Task input START

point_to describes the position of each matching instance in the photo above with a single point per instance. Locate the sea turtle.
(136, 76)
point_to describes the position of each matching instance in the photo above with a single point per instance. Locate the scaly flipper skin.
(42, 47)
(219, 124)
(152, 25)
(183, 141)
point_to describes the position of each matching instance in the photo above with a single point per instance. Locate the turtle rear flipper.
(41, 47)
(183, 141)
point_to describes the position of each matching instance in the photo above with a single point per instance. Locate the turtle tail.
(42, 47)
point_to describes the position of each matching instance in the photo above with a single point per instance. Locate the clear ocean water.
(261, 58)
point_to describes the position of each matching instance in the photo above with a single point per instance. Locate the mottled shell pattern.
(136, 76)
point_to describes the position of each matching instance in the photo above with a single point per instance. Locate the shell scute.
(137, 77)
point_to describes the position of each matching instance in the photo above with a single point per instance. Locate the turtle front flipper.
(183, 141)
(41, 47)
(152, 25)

Task input END

• What the task asks: Reproduce the material word for word. Leave nothing out.

• Solution to this exercise:
point_to describes the position of each matching instance in the photo above with a single point per instance. Locate the sea turtle.
(136, 76)
point_to describes the position of each matching instance in the photo above with a single point per instance. Locate the scaly flipper skin.
(42, 47)
(219, 124)
(152, 25)
(183, 141)
point_to describes the position of each matching instance in the photo above with a single point per instance. Locate the turtle rear flipper.
(41, 47)
(183, 141)
point_to describes the position of each matching instance in the photo above with a single point per instance. Locate the turtle tail.
(42, 47)
point_to describes the position of each matching instance in the photo above with a single point per instance. Locate the clear ocean water.
(261, 58)
point_to describes the position of each matching instance in the photo above with a single point per instance. Locate the mottled shell pattern.
(136, 76)
point_to describes the position of each matching instance in the photo above with a single point per instance. Locate the shell scute.
(137, 77)
point_to describes the position of each matching instance in the photo above with a single point per instance. Locate the turtle front flipper.
(183, 141)
(41, 47)
(152, 25)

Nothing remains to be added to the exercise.